-- KUTIPAN TEKS --
Semoga Allah memberikan taufik pada kita untuk merenungkan surat berikut ini.
أَلْهَاكُمُ
التَّكَاثُرُ (1) حَتَّى زُرْتُمُ الْمَقَابِرَ (2) كَلَّا سَوْفَ
تَعْلَمُونَ (3) ثُمَّ كَلَّا سَوْفَ تَعْلَمُونَ (4) كَلَّا لَوْ
تَعْلَمُونَ عِلْمَ الْيَقِينِ (5) لَتَرَوُنَّ الْجَحِيمَ (6) ثُمَّ
لَتَرَوُنَّهَا عَيْنَ الْيَقِينِ (7) ثُمَّ لَتُسْأَلُنَّ يَوْمَئِذٍ عَنِ
النَّعِيمِ (8)
“Bermegah-megahan
telah melalaikan kamu, (1) sampai kamu masuk ke dalam kubur. (2)
Janganlah begitu, kelak kamu akan mengetahui (akibat perbuatanmu itu),
(3) dan janganlah begitu, kelak kamu akan mengetahui. (4) Janganlah
begitu, jika kamu mengetahui dengan pengetahuan yang yakin, (5) niscaya
kamu benar-benar akan melihat neraka Jahiim, (6) dan sesungguhnya kamu
benar-benar akan melihatnya dengan 'ainul yaqin. (7) kemudian kamu pasti
akan ditanyai pada hari itu tentang kenikmatan (yang kamu
megah-megahkan di dunia itu) (8).” (QS. At Takatsur: 1-8)
Saling Berbangga dengan Anak dan Harta
Inilah
watak manusia saling berbangga dengan keturunan dan harta. Lihatlah
bagaimana jika kita memiliki anak yang pintar, pasti akan dibanggakan.
Begitu pula ketika kita memiliki harta mewah, sama halnya dengan hal
tadi.
Ibnu
Jarir menyebutkan tafsiran ayat “أَلْهَاكُمُ التَّكَاثُرُ” dari
Qotadah. Maksud ayat tersebut adalah seperti menyatakan, “Kami lebih
banyak dari keturunan si fulan, atau keturunan A lebih unggul dari
keturunan B. Kebanggaan itu semua melalaikan hingga mereka mati dalam
keadaan sesat.” (Tafsir Ath Thobari, 24: 598-599)
Yang dimaksud berbangga di sini adalah dalam harta sebagaimana tafsiran sebagian ulama. (Lihat Tafsir Ath Thobari, 24: 599)
Ibnu
Katsir berkata, “Kecintaan terhadap dunia, kenikmatan dan perhiasannya
telah melalaikan kalian dari mencari akhirat. Hal itu pun berlanjut dan
baru berhenti ketika datang maut dan ketika berada di alam kubur saat
kalian menjadi penghuni alam tersebut.” (Tafsir Al Qur’an Al ‘Azhim, 14:
442)
Al
Hasan Al Bashri berkata mengenai ayat di atas, “Berbangga-bangga dengan
anak dan harta benar-benar telah melalaikan kalian dari ketaatan.”

-- DATA MENTAH --
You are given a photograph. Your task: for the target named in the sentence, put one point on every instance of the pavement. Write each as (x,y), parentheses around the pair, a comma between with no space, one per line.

-- TUGAS DIKERJAKAN --
Ubah kata "watak" menjadi "tabiat" dalam teks tentang surat At Takatsur. Salin kembali bagian antara "Janganlah begitu, kelak kamu akan mengetahui (akibat" dan "pasti akan dibanggakan.", termasuk kedua batas itu, dengan perubahan tersebut.

-- JAWABAN TUGAS --
Janganlah begitu, kelak kamu akan mengetahui (akibat perbuatanmu itu),
(3) dan janganlah begitu, kelak kamu akan mengetahui. (4) Janganlah
begitu, jika kamu mengetahui dengan pengetahuan yang yakin, (5) niscaya
kamu benar-benar akan melihat neraka Jahiim, (6) dan sesungguhnya kamu
benar-benar akan melihatnya dengan 'ainul yaqin. (7) kemudian kamu pasti
akan ditanyai pada hari itu tentang kenikmatan (yang kamu
megah-megahkan di dunia itu) (8).” (QS. At Takatsur: 1-8)
Saling Berbangga dengan Anak dan Harta
Inilah
tabiat manusia saling berbangga dengan keturunan dan harta. Lihatlah
bagaimana jika kita memiliki anak yang pintar, pasti akan dibanggakan.